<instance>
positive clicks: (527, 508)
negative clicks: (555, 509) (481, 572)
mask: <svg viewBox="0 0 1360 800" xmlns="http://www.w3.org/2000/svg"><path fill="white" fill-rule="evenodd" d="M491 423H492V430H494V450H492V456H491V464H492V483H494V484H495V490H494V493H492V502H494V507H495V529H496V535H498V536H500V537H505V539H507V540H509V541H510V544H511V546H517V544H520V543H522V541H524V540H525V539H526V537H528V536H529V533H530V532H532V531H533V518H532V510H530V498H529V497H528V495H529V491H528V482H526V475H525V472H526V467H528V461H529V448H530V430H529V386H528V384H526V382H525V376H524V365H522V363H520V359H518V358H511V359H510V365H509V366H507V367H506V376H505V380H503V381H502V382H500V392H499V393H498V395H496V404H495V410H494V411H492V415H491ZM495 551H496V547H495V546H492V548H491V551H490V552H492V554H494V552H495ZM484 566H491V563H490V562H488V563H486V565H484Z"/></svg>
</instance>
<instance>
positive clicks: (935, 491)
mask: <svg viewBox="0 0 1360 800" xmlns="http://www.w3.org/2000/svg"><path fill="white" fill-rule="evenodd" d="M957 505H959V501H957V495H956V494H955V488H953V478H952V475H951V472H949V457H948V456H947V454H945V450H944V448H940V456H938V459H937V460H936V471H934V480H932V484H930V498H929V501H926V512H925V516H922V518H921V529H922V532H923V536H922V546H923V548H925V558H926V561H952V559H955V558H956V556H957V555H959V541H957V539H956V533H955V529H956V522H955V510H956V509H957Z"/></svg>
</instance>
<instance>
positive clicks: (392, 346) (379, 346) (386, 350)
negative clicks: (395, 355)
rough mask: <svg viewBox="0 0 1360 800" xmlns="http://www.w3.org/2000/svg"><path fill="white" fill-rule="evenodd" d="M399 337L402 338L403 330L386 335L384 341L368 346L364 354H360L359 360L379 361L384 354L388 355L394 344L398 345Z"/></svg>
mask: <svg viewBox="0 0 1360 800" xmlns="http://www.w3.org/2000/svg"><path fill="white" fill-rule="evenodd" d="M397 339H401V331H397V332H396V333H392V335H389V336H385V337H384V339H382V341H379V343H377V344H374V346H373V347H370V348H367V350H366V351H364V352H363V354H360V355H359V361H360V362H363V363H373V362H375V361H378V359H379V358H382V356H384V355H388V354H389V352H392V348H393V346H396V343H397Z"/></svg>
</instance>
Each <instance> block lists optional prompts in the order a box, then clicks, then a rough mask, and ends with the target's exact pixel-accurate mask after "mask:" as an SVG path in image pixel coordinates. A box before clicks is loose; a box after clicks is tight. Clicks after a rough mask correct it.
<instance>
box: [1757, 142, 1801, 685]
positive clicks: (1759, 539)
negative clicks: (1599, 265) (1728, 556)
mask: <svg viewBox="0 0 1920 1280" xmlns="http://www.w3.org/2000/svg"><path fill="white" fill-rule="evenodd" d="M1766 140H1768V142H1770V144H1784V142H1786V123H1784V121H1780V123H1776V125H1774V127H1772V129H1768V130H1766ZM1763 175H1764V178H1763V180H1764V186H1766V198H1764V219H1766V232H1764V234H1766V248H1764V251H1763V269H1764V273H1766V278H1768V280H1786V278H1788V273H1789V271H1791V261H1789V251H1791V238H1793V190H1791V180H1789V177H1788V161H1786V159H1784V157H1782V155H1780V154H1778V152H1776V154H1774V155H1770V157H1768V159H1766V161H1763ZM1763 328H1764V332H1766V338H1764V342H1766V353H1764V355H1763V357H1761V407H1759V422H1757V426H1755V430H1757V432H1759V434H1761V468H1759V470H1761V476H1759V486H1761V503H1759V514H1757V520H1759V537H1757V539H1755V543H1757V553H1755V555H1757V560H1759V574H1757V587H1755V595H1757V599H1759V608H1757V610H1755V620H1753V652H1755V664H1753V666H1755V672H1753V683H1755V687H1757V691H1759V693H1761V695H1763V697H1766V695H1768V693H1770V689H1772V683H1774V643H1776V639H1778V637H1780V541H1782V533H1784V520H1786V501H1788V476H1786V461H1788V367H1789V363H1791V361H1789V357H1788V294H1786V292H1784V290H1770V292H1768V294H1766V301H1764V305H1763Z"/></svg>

──────────

**JOB ITEM:**
Could you rewrite all of the lines above, changing every "negative clicks" to "background clicks" and leaving everything else as it is?

**RESPONSE TO THIS TASK:**
<instance>
positive clicks: (527, 508)
background clicks: (555, 509) (481, 572)
mask: <svg viewBox="0 0 1360 800" xmlns="http://www.w3.org/2000/svg"><path fill="white" fill-rule="evenodd" d="M491 423H492V430H494V450H492V456H491V464H492V483H494V484H495V490H494V493H492V502H494V507H495V529H496V535H498V536H500V537H505V539H507V540H509V541H510V544H511V546H517V544H520V543H522V541H524V540H525V539H526V537H528V536H529V533H530V532H532V531H533V518H532V510H530V498H529V497H528V495H529V491H528V482H526V475H525V472H526V467H528V461H529V448H530V430H529V386H528V384H526V382H525V376H524V365H522V363H520V359H518V358H511V359H510V365H509V366H507V367H506V376H505V380H503V381H502V382H500V392H499V393H498V395H496V404H495V410H494V411H492V415H491ZM495 551H496V547H495V546H492V548H491V551H490V552H492V554H494V552H495ZM484 566H491V563H490V562H488V563H486V565H484Z"/></svg>
</instance>
<instance>
positive clicks: (935, 491)
mask: <svg viewBox="0 0 1360 800" xmlns="http://www.w3.org/2000/svg"><path fill="white" fill-rule="evenodd" d="M957 505H959V501H957V495H956V494H955V488H953V478H952V475H951V472H949V457H948V456H947V454H945V450H944V448H940V456H938V459H937V460H936V471H934V480H932V484H930V498H929V501H926V512H925V516H922V518H921V529H922V532H923V536H922V546H923V548H925V558H926V561H952V559H955V558H956V556H957V555H959V541H957V539H956V533H955V529H956V522H955V510H956V509H957Z"/></svg>
</instance>
<instance>
positive clicks: (392, 346) (379, 346) (386, 350)
background clicks: (395, 355)
rough mask: <svg viewBox="0 0 1360 800" xmlns="http://www.w3.org/2000/svg"><path fill="white" fill-rule="evenodd" d="M399 337L402 338L403 330L386 335L384 341L368 346L364 354H360L359 360L379 361L384 354L388 355L394 344L398 345Z"/></svg>
mask: <svg viewBox="0 0 1360 800" xmlns="http://www.w3.org/2000/svg"><path fill="white" fill-rule="evenodd" d="M397 339H401V331H397V332H396V333H392V335H389V336H385V337H384V339H382V341H379V343H377V344H374V346H373V347H370V348H367V350H366V351H364V352H363V354H360V355H359V361H360V362H363V363H373V362H375V361H378V359H379V358H382V356H384V355H388V354H389V352H392V348H393V346H396V343H397Z"/></svg>
</instance>
Each <instance> block lists optional prompts in the order a box, then clicks, then a rough mask, and ends with the target's exact pixel-accurate mask after "mask:" as an SVG path in image pixel coordinates. A box before clicks is loose; a box after clicks is tight. Clicks after a rough mask correct it.
<instance>
box: [1757, 142, 1801, 685]
positive clicks: (1759, 539)
background clicks: (1599, 265) (1728, 556)
mask: <svg viewBox="0 0 1920 1280" xmlns="http://www.w3.org/2000/svg"><path fill="white" fill-rule="evenodd" d="M1766 140H1768V142H1770V144H1784V142H1786V123H1784V121H1780V123H1776V125H1774V127H1772V129H1768V130H1766ZM1763 175H1764V178H1763V180H1764V186H1766V198H1764V219H1766V232H1764V234H1766V248H1764V251H1763V269H1764V273H1766V278H1768V280H1786V278H1788V273H1789V271H1791V261H1789V251H1791V238H1793V190H1791V180H1789V177H1788V161H1786V159H1784V157H1782V155H1780V154H1778V152H1776V154H1774V155H1770V157H1768V159H1766V161H1763ZM1763 328H1764V332H1766V338H1764V342H1766V353H1764V355H1763V357H1761V407H1759V422H1757V426H1755V430H1757V432H1759V434H1761V468H1759V470H1761V476H1759V486H1761V503H1759V514H1757V520H1759V537H1757V539H1755V543H1757V553H1755V555H1757V560H1759V574H1757V587H1755V595H1757V599H1759V608H1757V610H1755V620H1753V652H1755V664H1753V666H1755V672H1753V683H1755V687H1757V691H1759V693H1761V695H1763V697H1766V695H1768V693H1770V689H1772V683H1774V643H1776V639H1778V637H1780V541H1782V533H1784V520H1786V501H1788V476H1786V461H1788V367H1789V363H1791V361H1789V357H1788V294H1786V292H1784V290H1770V292H1768V294H1766V301H1764V305H1763Z"/></svg>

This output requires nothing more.